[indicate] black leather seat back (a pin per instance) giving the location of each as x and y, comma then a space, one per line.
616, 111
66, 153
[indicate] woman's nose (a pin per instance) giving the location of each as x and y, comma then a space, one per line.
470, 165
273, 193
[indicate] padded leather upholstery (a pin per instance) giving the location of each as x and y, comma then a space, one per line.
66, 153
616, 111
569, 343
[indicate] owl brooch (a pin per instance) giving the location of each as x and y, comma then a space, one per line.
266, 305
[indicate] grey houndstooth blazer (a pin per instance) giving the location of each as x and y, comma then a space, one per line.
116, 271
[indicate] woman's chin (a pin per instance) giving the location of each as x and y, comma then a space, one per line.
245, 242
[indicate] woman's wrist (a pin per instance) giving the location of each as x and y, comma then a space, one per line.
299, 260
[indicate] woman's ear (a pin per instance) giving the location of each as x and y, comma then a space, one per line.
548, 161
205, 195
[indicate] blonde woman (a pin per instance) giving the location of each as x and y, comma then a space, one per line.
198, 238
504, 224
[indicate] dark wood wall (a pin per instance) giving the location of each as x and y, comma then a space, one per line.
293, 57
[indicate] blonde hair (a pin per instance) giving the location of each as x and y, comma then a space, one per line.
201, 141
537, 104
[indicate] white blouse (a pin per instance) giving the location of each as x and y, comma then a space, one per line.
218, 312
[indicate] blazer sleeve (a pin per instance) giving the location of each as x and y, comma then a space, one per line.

- - - - -

EXERCISE GOAL:
Copy every record verbatim.

RESULT OF THE EXERCISE:
[indicate] black leather seat back (a pin per instance) giving the location of each as x and y, comma then a space, one per line.
616, 111
66, 153
[indicate] woman's nose (a pin per instance) giving the location of each as x and y, comma then a space, one per line.
470, 165
273, 193
[indicate] padded leather upholstery (a pin per instance) giving the location of each as x and y, comma then a space, one per line.
66, 153
616, 111
569, 343
[indicate] owl brooch (a pin per instance) giving the location of each as x and y, comma then a space, one per line.
266, 305
[indicate] grey houndstooth blazer (a pin per instance) giving the location of each as x and y, comma then a space, one per line.
116, 271
[indicate] woman's chin (a pin per instance) giving the location of each as x and y, comma then a space, one per line.
245, 242
[indicate] woman's wrist (a pin per instance) giving the location of each as x and y, comma then a space, one per line.
299, 260
[indicate] woman's ear (a pin per instance) giving the location of each as x and y, comma then a space, one per line.
548, 161
205, 195
[indicate] blonde woman (a pin per instance) giving the location of each as x and y, comma then a space, one per line.
198, 238
504, 224
[indicate] dark wood wall (a pin per instance) giving the location of each as x and y, comma then a space, one per line.
293, 57
[indicate] blonde hair (a pin per instance) giving the location of each as x and y, comma then a space, one per line.
201, 141
537, 104
[indicate] white blouse (a pin per instance) giving the location of each as x and y, comma then a space, one per line.
218, 312
[indicate] blazer sleeve (a pin per instance) giving the location of each as x and y, comma then a space, one per line.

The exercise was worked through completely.